## Directions
Copy out every record that follows, word for word.

## Provided data

__________________________________________________

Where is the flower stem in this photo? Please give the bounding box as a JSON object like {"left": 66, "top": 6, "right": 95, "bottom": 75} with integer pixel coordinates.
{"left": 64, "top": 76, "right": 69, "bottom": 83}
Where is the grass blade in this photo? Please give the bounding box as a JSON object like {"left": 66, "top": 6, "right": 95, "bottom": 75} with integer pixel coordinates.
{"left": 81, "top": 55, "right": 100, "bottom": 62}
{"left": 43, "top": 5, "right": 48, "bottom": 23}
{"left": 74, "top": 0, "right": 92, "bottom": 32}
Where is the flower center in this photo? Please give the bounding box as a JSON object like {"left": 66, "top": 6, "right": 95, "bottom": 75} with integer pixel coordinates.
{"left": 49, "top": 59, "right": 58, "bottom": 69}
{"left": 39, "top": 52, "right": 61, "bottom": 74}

__________________________________________________

## Response
Where is the flower stem in this photo? Please give the bounding box as a JSON object like {"left": 66, "top": 6, "right": 95, "bottom": 75} with integer pixel coordinates.
{"left": 64, "top": 76, "right": 69, "bottom": 83}
Where is the grass blade in this photo? Please give the bounding box as a JSON object like {"left": 66, "top": 6, "right": 95, "bottom": 75} with integer pixel coordinates.
{"left": 81, "top": 55, "right": 100, "bottom": 62}
{"left": 43, "top": 5, "right": 48, "bottom": 23}
{"left": 74, "top": 0, "right": 92, "bottom": 32}
Where is the flower center in this photo? Please give the bounding box as a JSON object like {"left": 66, "top": 6, "right": 95, "bottom": 75} with integer pixel coordinates.
{"left": 49, "top": 59, "right": 58, "bottom": 69}
{"left": 39, "top": 52, "right": 61, "bottom": 74}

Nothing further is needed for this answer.